▶ Given text
● ● ● ● ● ● ●
In spite of Omicron Covid-19 variant, Bill Gates, the 66-year-old American billionaire with a net worth of $137 billion believes the acute phase of the pandemic will end in 2022.
The American born billionaire noted in a year-in-review blog post that progress has been disappointing due to the delta variant, the number of Covid-19 deaths this year, and challenges with vaccine uptake. He is however optimistic about the coming year and believes the acute phase of the pandemic will end around 2022.
The Microsoft co-founder said, “There is no doubt that the Omicron variant is concerning. Nevertheless, here’s what we know: We’re better prepared to deal with bad variants than we’ve ever been.”
World health officials are dealing with a new strain, and U.S. cases have topped 50 million. Gates estimated the disease is approximately 10 times as lethal as the flu, but vaccines and antivirals may reduce it by half.
“Although outbreaks will still occur occasionally in communities, new drugs will be available that can handle most cases, and hospitals will be able to handle the rest.”
Gates’ cash in the bank remains near record levels despite low-interest rates. Bloomberg Billionaires Index data shows the tech billionaire has $56 billion in cash in the bank. Gates’ current wealth valuation is equivalent to about 1.82 billion barrels of crude oil or 76.8 million troy ounces.
Microsoft stock sales and dividends created Cascade Investment, which accounts for most of Gates’ fortune. Using Bloomberg data, Gates has received more than $55 billion in stocks and dividends. In 2004, Gates received $3.3 billion from Microsoft, which he donated to his foundation.
The company’s 2019 proxy filing shows that he owns about 1.3% of Microsoft, the world’s largest software maker. In subsequent proxy statements, his stake in Microsoft is not disclosed as he stepped down as a director in March 2020.
The Giving Pledge he signed in 2010 reaffirmed his commitment to donating most of his wealth to charity.
Former U.S President, Barack Obama presented him with the Presidential Medal of Freedom in November 2016
In addition to his divorce from Melinda French Gates, the tech billionaire turned philanthropist expressed sadness.
Announcing their separation in May, the couple detailed rumours of infidelity and long-simmering tensions between the two. As a result, questions were raised about how the pair would manage their $50 billion philanthropic powerhouse.
Gates said they have found a good working rhythm and are continuing to run their foundation together.
“I cannot deny that it has been an incredibly difficult year for me. It is never easy to adapt to change, no matter what it is. Throughout this challenging time, I have been amazed at how resilient my loved ones-especially my kids-have been,” Gates said.
● ● ● ● ● ● ●
[Natural-language object grounding data]
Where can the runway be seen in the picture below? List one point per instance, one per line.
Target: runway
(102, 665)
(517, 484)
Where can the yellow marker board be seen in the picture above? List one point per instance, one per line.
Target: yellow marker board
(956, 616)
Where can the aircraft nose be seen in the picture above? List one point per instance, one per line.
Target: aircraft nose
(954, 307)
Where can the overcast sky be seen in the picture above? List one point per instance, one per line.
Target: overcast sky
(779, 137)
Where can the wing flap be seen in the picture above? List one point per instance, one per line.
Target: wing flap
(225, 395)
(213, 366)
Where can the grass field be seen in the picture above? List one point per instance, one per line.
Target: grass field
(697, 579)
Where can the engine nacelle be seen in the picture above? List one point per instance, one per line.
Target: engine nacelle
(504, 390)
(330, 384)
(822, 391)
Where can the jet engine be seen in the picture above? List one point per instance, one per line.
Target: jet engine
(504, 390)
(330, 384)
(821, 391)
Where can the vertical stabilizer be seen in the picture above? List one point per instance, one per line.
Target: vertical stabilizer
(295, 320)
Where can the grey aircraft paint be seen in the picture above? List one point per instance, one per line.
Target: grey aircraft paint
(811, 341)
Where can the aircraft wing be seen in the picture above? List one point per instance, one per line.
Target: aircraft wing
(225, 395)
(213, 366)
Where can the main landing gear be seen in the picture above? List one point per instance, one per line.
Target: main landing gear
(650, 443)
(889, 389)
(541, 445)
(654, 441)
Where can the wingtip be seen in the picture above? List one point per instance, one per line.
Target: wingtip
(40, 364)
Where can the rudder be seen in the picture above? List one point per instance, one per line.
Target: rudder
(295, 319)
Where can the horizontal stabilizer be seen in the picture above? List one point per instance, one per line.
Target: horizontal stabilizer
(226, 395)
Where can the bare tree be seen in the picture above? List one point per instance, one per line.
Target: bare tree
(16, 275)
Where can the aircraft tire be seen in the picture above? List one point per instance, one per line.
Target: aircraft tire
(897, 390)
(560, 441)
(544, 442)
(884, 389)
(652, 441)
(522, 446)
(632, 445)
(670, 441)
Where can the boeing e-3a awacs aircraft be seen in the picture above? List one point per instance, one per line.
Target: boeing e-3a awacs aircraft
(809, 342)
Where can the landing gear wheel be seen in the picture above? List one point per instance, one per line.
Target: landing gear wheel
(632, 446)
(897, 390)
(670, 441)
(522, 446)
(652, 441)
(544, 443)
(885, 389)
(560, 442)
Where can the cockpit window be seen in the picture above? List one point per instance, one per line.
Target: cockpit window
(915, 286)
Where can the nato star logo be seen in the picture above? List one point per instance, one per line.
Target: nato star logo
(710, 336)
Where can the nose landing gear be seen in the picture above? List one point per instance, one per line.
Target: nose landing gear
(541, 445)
● ● ● ● ● ● ●
▶ Problems to solve
1: In the Bill Gates article, rewrite everything from "The Microsoft co-founder" down to "million troy ounces.", putting "clinics" in place of "hospitals".
2: According to the Bill Gates article, how much cash in the bank does Bloomberg Billionaires Index data show he has?

▶ Answers below
1:
The Microsoft co-founder said, “There is no doubt that the Omicron variant is concerning. Nevertheless, here’s what we know: We’re better prepared to deal with bad variants than we’ve ever been.”
World health officials are dealing with a new strain, and U.S. cases have topped 50 million. Gates estimated the disease is approximately 10 times as lethal as the flu, but vaccines and antivirals may reduce it by half.
“Although outbreaks will still occur occasionally in communities, new drugs will be available that can handle most cases, and clinics will be able to handle the rest.”
Gates’ cash in the bank remains near record levels despite low-interest rates. Bloomberg Billionaires Index data shows the tech billionaire has $56 billion in cash in the bank. Gates’ current wealth valuation is equivalent to about 1.82 billion barrels of crude oil or 76.8 million troy ounces.

2: $56 billion.